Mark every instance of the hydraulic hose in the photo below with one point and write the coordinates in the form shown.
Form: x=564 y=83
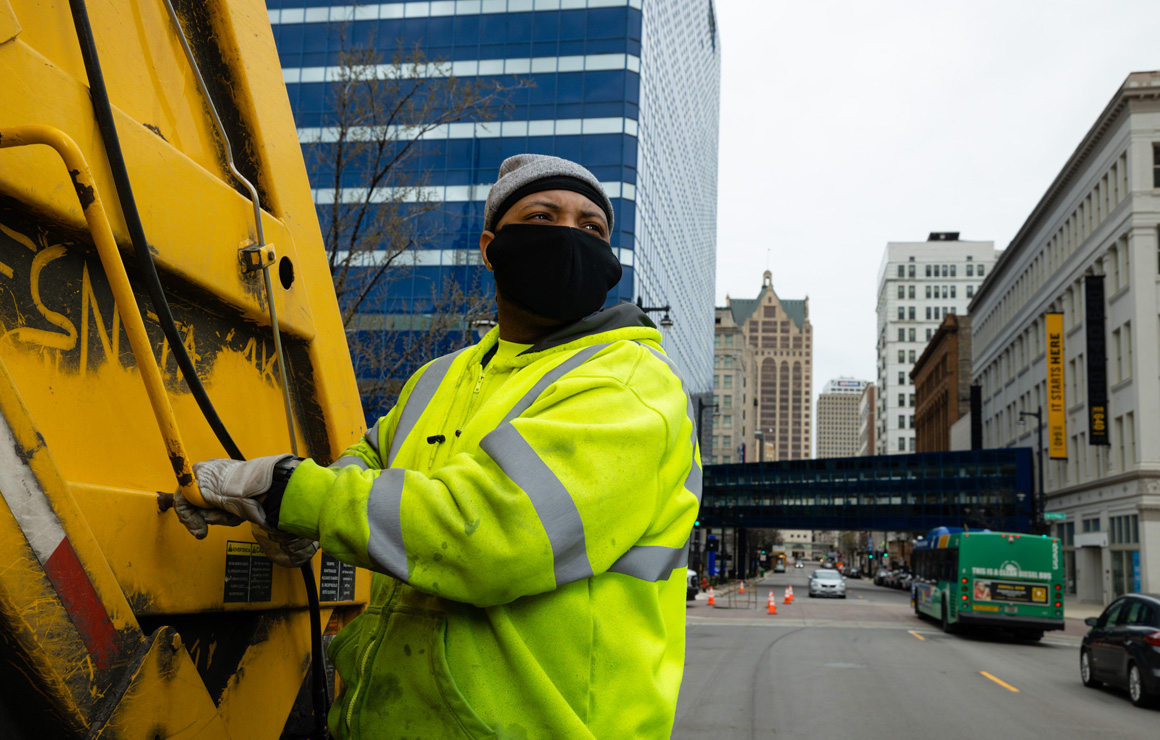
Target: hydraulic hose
x=149 y=275
x=107 y=127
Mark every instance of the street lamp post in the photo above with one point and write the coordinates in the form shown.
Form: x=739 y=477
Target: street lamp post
x=666 y=323
x=1041 y=522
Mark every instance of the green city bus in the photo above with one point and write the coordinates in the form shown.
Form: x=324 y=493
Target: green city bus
x=998 y=580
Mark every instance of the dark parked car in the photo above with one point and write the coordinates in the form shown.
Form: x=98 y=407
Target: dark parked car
x=1123 y=647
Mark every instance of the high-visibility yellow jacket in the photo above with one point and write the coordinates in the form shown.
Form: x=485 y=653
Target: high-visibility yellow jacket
x=530 y=552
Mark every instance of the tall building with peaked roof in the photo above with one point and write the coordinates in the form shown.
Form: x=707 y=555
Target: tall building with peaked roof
x=780 y=334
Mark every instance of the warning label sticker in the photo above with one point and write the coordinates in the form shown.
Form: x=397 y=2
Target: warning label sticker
x=336 y=581
x=248 y=572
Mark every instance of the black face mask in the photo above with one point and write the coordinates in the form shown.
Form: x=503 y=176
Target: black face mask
x=556 y=271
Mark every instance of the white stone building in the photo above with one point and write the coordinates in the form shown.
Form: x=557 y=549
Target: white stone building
x=838 y=418
x=919 y=283
x=1099 y=217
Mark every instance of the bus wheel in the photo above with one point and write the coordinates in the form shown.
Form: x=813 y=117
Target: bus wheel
x=1086 y=670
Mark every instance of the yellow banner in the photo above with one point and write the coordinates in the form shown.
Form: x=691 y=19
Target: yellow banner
x=1057 y=406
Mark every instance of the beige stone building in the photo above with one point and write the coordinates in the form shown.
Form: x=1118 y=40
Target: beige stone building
x=734 y=383
x=839 y=421
x=781 y=404
x=867 y=423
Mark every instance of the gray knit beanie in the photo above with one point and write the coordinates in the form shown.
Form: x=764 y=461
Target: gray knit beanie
x=526 y=169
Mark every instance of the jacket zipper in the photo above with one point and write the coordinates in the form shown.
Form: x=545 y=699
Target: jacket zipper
x=362 y=676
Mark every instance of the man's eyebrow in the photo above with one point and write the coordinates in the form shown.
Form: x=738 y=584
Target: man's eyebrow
x=588 y=213
x=548 y=204
x=556 y=208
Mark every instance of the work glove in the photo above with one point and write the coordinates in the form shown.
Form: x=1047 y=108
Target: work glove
x=284 y=549
x=238 y=486
x=197 y=520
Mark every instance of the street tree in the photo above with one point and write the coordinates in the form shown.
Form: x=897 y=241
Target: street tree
x=369 y=162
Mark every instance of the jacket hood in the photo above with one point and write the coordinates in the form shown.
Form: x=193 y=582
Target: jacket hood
x=624 y=319
x=623 y=316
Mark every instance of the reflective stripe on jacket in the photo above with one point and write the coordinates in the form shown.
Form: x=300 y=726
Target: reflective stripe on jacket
x=533 y=550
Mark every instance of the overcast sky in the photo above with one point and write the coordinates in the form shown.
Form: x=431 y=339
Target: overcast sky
x=846 y=124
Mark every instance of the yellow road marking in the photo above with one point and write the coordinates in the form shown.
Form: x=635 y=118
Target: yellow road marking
x=1002 y=683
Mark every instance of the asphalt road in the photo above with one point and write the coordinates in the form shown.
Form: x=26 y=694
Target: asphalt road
x=865 y=667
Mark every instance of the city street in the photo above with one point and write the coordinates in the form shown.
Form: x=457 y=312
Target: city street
x=867 y=667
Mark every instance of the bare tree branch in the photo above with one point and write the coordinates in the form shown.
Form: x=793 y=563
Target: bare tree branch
x=368 y=151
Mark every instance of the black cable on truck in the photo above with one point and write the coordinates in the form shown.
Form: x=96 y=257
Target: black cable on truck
x=149 y=275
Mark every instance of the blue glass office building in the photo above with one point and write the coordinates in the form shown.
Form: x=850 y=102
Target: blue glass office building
x=629 y=88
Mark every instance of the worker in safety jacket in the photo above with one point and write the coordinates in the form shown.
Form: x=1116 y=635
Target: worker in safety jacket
x=527 y=505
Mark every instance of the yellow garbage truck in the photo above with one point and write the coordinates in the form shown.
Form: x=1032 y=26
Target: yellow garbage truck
x=165 y=298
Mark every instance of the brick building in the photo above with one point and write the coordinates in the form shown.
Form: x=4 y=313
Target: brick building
x=942 y=384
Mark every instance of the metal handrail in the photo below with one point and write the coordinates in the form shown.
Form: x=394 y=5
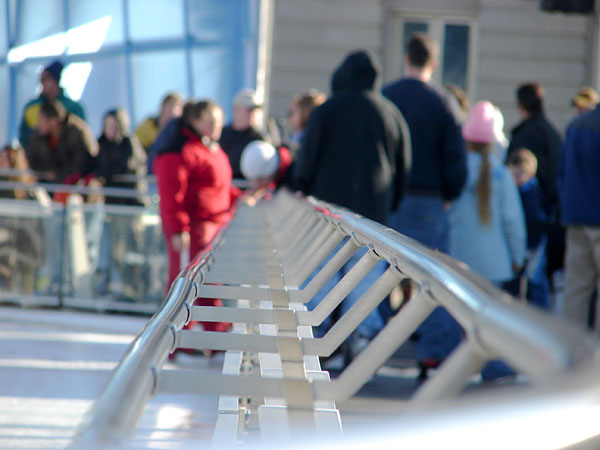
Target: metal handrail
x=496 y=326
x=135 y=380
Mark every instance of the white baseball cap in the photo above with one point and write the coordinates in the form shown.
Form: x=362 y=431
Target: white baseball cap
x=259 y=160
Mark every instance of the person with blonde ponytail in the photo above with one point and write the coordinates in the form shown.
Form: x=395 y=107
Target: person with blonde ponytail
x=487 y=226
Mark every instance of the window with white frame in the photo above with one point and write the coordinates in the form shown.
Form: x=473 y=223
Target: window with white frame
x=456 y=37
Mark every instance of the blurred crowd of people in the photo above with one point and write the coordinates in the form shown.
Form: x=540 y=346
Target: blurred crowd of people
x=414 y=156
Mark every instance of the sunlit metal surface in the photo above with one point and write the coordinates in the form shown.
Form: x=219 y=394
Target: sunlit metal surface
x=273 y=386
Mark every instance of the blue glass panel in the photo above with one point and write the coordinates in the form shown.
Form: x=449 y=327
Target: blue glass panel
x=154 y=74
x=225 y=19
x=3 y=30
x=4 y=135
x=155 y=19
x=93 y=14
x=456 y=54
x=39 y=19
x=106 y=89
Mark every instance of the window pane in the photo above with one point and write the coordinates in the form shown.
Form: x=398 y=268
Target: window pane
x=413 y=27
x=213 y=77
x=106 y=89
x=456 y=54
x=154 y=19
x=153 y=75
x=101 y=23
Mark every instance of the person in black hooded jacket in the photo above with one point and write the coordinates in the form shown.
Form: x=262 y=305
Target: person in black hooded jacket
x=355 y=153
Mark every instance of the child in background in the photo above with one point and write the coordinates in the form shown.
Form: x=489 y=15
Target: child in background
x=523 y=165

********

◆ **Task details**: Give back every entry in its exact wording, leaving the pictures out.

◆ **Task response**:
Mark every instance of the hydraulic hose in the photo below with one point and write the coordinates in the form shown.
Form: x=564 y=83
Target: hydraulic hose
x=149 y=275
x=107 y=127
Mark every instance of the street lamp post in the photo above with one point and write the coordinates in the form shown.
Form: x=739 y=477
Target: street lamp post
x=666 y=323
x=1041 y=522
Mark every instance of the green city bus in the photo above with one point and write the coordinates in the form shown.
Form: x=324 y=493
Target: green city bus
x=998 y=580
Mark every instance of the dark parked car in the photo above with one point and write the coordinates in the form shown.
Form: x=98 y=407
Target: dark parked car
x=1123 y=647
Mark every instance of the high-visibility yellow jacket in the photo above with one point and write the coordinates in the form shown.
Form: x=485 y=653
Target: high-visibility yellow jacket
x=530 y=552
Mark every instance of the tall building with peaked roof in the photo above with one point and write the coordinates in the form shown.
Form: x=707 y=555
Target: tall building with peaked roof
x=780 y=334
Mark every instance of the warning label sticker in the photo above with one point and write the coordinates in the form shown.
Form: x=397 y=2
Target: warning label sticker
x=336 y=581
x=248 y=572
Mark every instance of the black face mask in the photo above with one point and write the coordinates in the form shown.
Form: x=503 y=176
Target: black face mask
x=556 y=271
Mark every instance of the white stone building in the photo above with one point and write the coordinates in the form shown.
Form: x=557 y=549
Target: white stone building
x=838 y=418
x=919 y=283
x=1099 y=217
Mark every instance of the bus wheel in the photo above with one point and write the coordinates in the form shown.
Form: x=813 y=117
Target: bus wheel
x=1086 y=670
Mark every instance of the yellow banner in the photo above with one point and write the coordinates in the form shown.
Form: x=691 y=19
Target: yellow banner
x=1057 y=406
Mark every instance of the beige stone building in the photo above with one point and write the coordinates in the form shown.
Form: x=1118 y=40
Target: beige stone building
x=734 y=383
x=839 y=421
x=781 y=404
x=867 y=423
Mark every instance of the gray knit beanie in the photo above with one point and write the coordinates in the form shown.
Form: x=764 y=461
Target: gray knit beanie
x=526 y=169
Mark every instance of the jacket zipper in the photo above with one point and write the coordinates in the form shown.
Form: x=545 y=699
Target: jacket zipper
x=362 y=676
Mark every instance of the man's eyebrow in the photo above with one point and write the coordinates in the form shown.
Form: x=738 y=584
Target: man's eyebrow
x=588 y=213
x=548 y=204
x=556 y=208
Mark every instance of the work glove in the photo above with one point and write the coordinates in the form shown.
Form: x=1047 y=108
Target: work glove
x=284 y=549
x=238 y=486
x=197 y=520
Mark every instance of the street tree in the photo above with one point and write the coordinates in the form shown.
Form: x=897 y=241
Target: street tree
x=369 y=162
Mark every instance of the jacket hood in the photo above with one point and write the coordinates in the form shown.
Form: x=193 y=582
Target: jacket hood
x=624 y=319
x=623 y=316
Mark every instance of the reflective stripe on jacket in the photo above with one point and write the coordinates in the form shown.
Form: x=300 y=726
Target: reflective stripe on jacket
x=533 y=550
Mark every instance of the overcast sky in the photo above with one point and write the coordinates in the form shown.
Form: x=431 y=339
Target: overcast sky
x=846 y=124
Mark every instance of the yellow road marking in the photo above with one point and write the coordinates in the form shown.
Form: x=635 y=118
Target: yellow road marking
x=1002 y=683
Mark every instance of the asphalt road in the photo above with one point and write the coordinates in the form shown.
Form: x=26 y=694
Target: asphalt road
x=865 y=667
Mark every instance of the city street in the photo above with one point and write the coordinates in the form shown.
Form: x=457 y=312
Target: city street
x=867 y=667
Mark every instance of the bare tree branch in the photo above with one point and write the coordinates in the form shown.
Form: x=793 y=563
Target: bare tree branch
x=368 y=151
Mark every instance of the black cable on truck in the photo above with one point and write the coordinates in the form shown.
Form: x=96 y=257
Target: black cable on truck
x=149 y=275
Mark every instance of the blue glass office building in the photo above with one point and write the coordinates in the form shown.
Form: x=850 y=102
Target: blue glass office building
x=629 y=88
Mark every instance of the worker in safety jacket in the photo above with one point and write the coordinates in the form shown.
Form: x=1116 y=635
Target: worker in safety jacket
x=527 y=505
Mark every instance of the yellow garbage truck in the photo above with one point and write the coordinates in the form shown.
Form: x=1032 y=26
Target: yellow garbage truck
x=165 y=298
Mark every instance of the brick building in the photo above with one point and write the coordinates in the form shown.
Form: x=4 y=313
Target: brick building
x=942 y=384
Mark every instance of the metal handrail in the photo below with one point and write the coordinates in the form shown.
Form: x=394 y=5
Target: metal handrail
x=496 y=326
x=135 y=380
Mark every instance of the white baseball cap in the photo above with one point and write the coordinates in the form shown.
Form: x=362 y=431
Target: white baseball cap
x=259 y=160
Mark every instance of the person with blonde ponytail in the photo above with one point and write the coordinates in the form shown.
Form: x=395 y=107
Target: person with blonde ponytail
x=487 y=226
Mark every instance of the window with white frame in the photo above with one point and write the coordinates in the form shown.
Form: x=473 y=223
Target: window with white frame
x=456 y=37
Mark every instance of the blurred crowd of people in the photo above with one point and write the coordinates in the form shown.
Form: x=540 y=346
Target: blurred crowd of people
x=414 y=156
Mark every instance of the sunlit metal surface in the photo above with one point and write the coordinates in the form shown.
Form: x=219 y=394
Target: sunlit metal surface
x=273 y=386
Mark every instance of the blue glass panel in the photo above with one point and write the coordinates in the form shown.
Form: x=449 y=327
Target: blue glass panel
x=154 y=74
x=225 y=19
x=3 y=30
x=4 y=135
x=155 y=19
x=93 y=14
x=456 y=54
x=39 y=19
x=106 y=89
Mark every instance of the window pane in the photo above with one point and write the coordinates in the form shown.
Form: x=398 y=268
Target: window pane
x=413 y=27
x=213 y=77
x=106 y=89
x=456 y=54
x=154 y=19
x=153 y=75
x=101 y=23
Mark every instance of the person in black hooded jacket in the photo above with one point and write the coordinates in the form shown.
Form: x=262 y=305
Target: person in black hooded jacket
x=355 y=153
Mark every instance of the child in background in the photo above with one point and write the coordinates in the form shown.
Form: x=489 y=15
Target: child in background
x=523 y=165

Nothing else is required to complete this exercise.